**GOAL OF THE EXERCISE**
Your output must hold every entry exactly as written and none of the pictures.

**MATERIALS PROVIDED**
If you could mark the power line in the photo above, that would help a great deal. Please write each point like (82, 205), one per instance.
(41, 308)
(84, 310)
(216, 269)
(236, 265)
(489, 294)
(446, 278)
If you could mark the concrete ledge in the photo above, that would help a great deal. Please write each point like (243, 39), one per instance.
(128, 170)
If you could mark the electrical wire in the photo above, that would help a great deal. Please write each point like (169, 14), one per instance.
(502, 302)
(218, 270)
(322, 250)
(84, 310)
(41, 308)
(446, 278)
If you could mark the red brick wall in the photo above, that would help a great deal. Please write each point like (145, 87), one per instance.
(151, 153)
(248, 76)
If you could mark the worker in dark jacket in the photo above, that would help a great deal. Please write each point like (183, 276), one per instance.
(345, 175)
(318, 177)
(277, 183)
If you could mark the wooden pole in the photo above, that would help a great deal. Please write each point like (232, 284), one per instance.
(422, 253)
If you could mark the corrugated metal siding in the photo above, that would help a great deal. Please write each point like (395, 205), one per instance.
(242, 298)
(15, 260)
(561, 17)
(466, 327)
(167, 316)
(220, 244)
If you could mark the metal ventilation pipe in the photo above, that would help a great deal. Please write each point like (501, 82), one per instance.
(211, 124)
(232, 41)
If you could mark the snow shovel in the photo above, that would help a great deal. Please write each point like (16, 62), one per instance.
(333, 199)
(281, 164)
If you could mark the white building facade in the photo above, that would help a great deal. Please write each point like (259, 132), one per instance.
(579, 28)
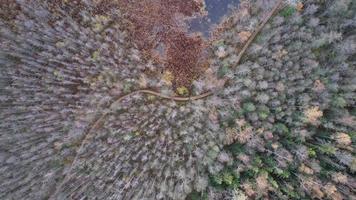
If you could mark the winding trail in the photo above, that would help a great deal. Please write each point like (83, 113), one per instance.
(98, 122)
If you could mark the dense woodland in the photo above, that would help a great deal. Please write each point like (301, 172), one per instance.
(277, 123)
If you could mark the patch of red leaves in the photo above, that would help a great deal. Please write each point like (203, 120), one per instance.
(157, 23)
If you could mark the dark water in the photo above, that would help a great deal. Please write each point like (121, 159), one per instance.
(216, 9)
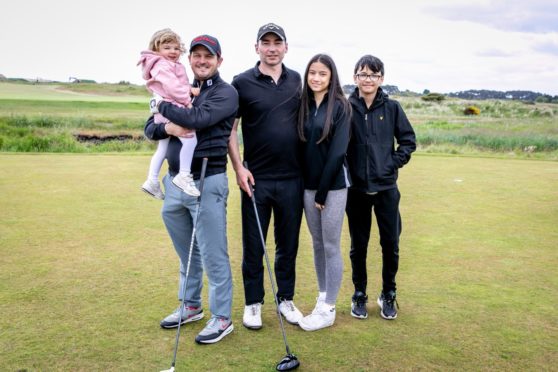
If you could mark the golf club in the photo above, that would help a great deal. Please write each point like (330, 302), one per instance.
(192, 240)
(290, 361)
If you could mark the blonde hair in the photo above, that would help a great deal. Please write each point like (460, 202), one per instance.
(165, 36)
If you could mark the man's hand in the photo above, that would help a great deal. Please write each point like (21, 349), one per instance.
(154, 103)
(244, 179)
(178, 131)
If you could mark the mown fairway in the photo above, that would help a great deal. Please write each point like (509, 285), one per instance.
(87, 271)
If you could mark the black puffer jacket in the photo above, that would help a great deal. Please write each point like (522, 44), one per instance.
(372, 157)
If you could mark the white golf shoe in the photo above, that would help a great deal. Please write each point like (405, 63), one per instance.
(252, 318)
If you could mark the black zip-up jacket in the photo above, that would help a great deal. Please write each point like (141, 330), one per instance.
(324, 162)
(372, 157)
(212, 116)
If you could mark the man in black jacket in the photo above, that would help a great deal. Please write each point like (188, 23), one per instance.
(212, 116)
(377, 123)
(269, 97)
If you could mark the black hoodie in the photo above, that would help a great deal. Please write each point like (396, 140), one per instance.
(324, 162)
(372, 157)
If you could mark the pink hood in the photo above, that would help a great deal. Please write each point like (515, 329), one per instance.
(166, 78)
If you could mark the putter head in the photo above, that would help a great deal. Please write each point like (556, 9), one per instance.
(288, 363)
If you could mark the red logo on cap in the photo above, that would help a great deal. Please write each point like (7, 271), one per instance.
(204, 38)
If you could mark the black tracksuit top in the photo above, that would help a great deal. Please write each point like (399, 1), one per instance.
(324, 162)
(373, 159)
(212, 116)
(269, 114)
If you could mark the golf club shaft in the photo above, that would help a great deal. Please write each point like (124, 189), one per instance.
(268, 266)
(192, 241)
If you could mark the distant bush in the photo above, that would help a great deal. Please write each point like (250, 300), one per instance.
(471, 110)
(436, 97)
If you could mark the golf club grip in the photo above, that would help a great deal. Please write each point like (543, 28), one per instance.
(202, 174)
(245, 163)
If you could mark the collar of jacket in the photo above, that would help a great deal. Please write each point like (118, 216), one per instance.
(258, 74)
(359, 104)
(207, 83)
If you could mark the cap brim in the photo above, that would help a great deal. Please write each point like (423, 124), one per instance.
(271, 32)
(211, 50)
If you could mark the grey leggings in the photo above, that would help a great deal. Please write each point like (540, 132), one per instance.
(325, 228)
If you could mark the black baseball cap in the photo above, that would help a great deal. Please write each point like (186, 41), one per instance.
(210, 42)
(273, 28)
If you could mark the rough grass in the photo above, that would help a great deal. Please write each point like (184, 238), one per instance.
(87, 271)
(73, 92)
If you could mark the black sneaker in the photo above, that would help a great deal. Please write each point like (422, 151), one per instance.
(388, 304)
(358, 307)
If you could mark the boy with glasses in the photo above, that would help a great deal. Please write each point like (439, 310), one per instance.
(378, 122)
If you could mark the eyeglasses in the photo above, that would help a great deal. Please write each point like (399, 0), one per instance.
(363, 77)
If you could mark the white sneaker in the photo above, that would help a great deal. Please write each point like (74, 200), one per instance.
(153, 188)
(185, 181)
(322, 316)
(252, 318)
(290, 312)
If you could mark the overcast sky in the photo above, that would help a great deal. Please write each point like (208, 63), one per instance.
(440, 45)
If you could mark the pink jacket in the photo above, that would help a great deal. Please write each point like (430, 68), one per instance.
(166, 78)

**EXERCISE RESULT**
If you could mark the power line in the photo above, that would help a great deal. Please write each point like (82, 205), one per instance.
(41, 308)
(84, 310)
(216, 269)
(236, 265)
(489, 294)
(446, 278)
If you could mark the concrete ledge in the photo above, that would help a great deal. Please write each point like (243, 39), one per instance.
(128, 170)
If you could mark the electrical wire in the photo above, that would help a great deal. Please write each point like (169, 14), one per instance.
(502, 302)
(218, 270)
(322, 250)
(84, 310)
(41, 308)
(446, 278)
If you could mark the red brick wall in the photo above, that would help a great deal. Please write each point like (145, 87), one per instance.
(151, 153)
(248, 76)
If you could mark the worker in dark jacket in the photo above, that would help a great deal. Please write each point like (183, 276), one per instance.
(345, 175)
(318, 177)
(277, 183)
If you could mark the wooden pole in the photo above, that would help a great deal. Please write each point like (232, 284), one per instance.
(422, 253)
If you could mark the corrugated metal siding in the photo above, that would help a great deal. Please write each point like (395, 205), one per instance.
(242, 298)
(15, 260)
(561, 17)
(466, 327)
(167, 316)
(220, 244)
If you could mark the metal ventilation pipe in the photo above, that would help a great deal. Please write each point like (501, 82), one per instance.
(211, 124)
(232, 41)
If you could mark the snow shovel in the photo above, that would help a great deal. Please write each point like (16, 62), one per instance.
(333, 199)
(281, 164)
If you could mark the white building facade in the photo above, that would help a great deal. Please write each point like (259, 132), one per instance.
(579, 28)
If you could mark the winding trail in the photo above, that would help a great deal. Please write each point like (83, 113), one per instance.
(98, 122)
If you could mark the dense woodland in the photo above, that would help a great deal. Please write each point like (301, 172), one per instance.
(277, 123)
If you could mark the patch of red leaves in the photo above, that would help a great deal. Please write each point like (203, 120), one per instance.
(157, 23)
If you could mark the dark water in the photo above, that would help a great deal. Please write each point like (121, 159), one per instance.
(216, 9)
If you could mark the golf club in the photo above, that would help a great deal. Please write each point like (330, 302), one per instance.
(192, 240)
(290, 361)
If you could mark the blonde hair in the photo above, that would help a great deal. Please write each point like (460, 202), one per instance.
(165, 36)
If you could mark the man's hand in the photo above, that would help a great deal. Please write each point like (21, 349), one per instance.
(154, 103)
(244, 179)
(178, 131)
If you could mark the mown fairway in the photo above, that would help a great deal. Please write each point like (509, 285), one per instance.
(87, 271)
If you could mark the black puffer jacket in the photo above, that would help a great deal. Please write each point like (522, 44), one per instance.
(372, 157)
If you could mark the white golf shoe in the photo above, that would help a great deal. Please write each point like (405, 63), one per instance.
(252, 318)
If you could mark the black zip-up jacket in the photo above, that would help a great deal. Please write each point like (141, 330), one per instance.
(324, 162)
(372, 157)
(212, 116)
If you could mark the man in black jacket in the photo above, that would help a great deal. Please write each point like (188, 23), one per instance.
(212, 116)
(377, 123)
(269, 97)
If you could mark the black hoodie in the photo above, that would help a great deal. Please write each point like (396, 140), one per instance.
(324, 162)
(372, 157)
If you could mark the pink hood in the photo above, that would help a great deal. Please write each point like (515, 329), one per instance.
(166, 78)
If you could mark the putter head in the photo above, that would help a great deal. Please write each point like (556, 9), one per instance.
(288, 363)
If you could mark the red logo on cap in the photo above, that would help a great deal. Please write each point like (7, 271), one per instance.
(204, 38)
If you could mark the black tracksuit top in the photo above, that would help a great deal. Please write each point like (399, 1), one per instance.
(324, 162)
(373, 159)
(212, 116)
(269, 114)
If you could mark the golf club shaft in the photo above, that would help a great deal. Please write each point like (124, 189), one per instance.
(268, 266)
(192, 241)
If you could mark the distant bush in the photo above, that would help a great deal. Please write each point like (250, 300), one per instance.
(471, 110)
(436, 97)
If you could mark the golf club grip in the photo above, that would help a great deal. Please write each point like (543, 28), one per instance.
(202, 174)
(245, 163)
If you could mark the collar of jacket in the photo above, that would help a great deal. Please write each point like (118, 216), one per instance.
(258, 74)
(359, 104)
(207, 83)
If you could mark the cap brim in the photo above, that would help a great deal. Please write each point like (423, 124), one per instance.
(271, 32)
(211, 50)
If you could mark the grey leggings in the photo above, that would help a great deal. Please write each point like (540, 132), one per instance.
(325, 228)
If you could mark the black baseball cap in the photo above, that would help a great deal. Please write each point like (186, 41), one per instance.
(210, 42)
(273, 28)
If you could mark the rough grass in the photo above, that would help a great deal. Please write each point like (184, 238), one per instance.
(87, 271)
(73, 92)
If you could mark the black sneaker in the photo above, that would help a great deal. Please write each point like (422, 151), one per instance.
(388, 304)
(358, 307)
If you could mark the boy with glasses in the photo above, that would help a great deal. Please write each point like (439, 310), one per instance.
(378, 122)
If you could mark the eyeglasses in the photo above, that would help a great deal. Please write each point like (399, 0), one per instance.
(363, 77)
If you could mark the white sneaker in the photo above, that would help a great deal. Please write each point like (74, 200), one per instance.
(153, 188)
(185, 181)
(322, 316)
(252, 318)
(290, 312)
If you could mark the overcast sky in the photo above, that would help a great deal. Please write each point like (208, 63), one per instance.
(440, 45)
If you could mark the pink jacket in the photo above, that would help a great deal. Please write each point like (430, 68), one per instance.
(166, 78)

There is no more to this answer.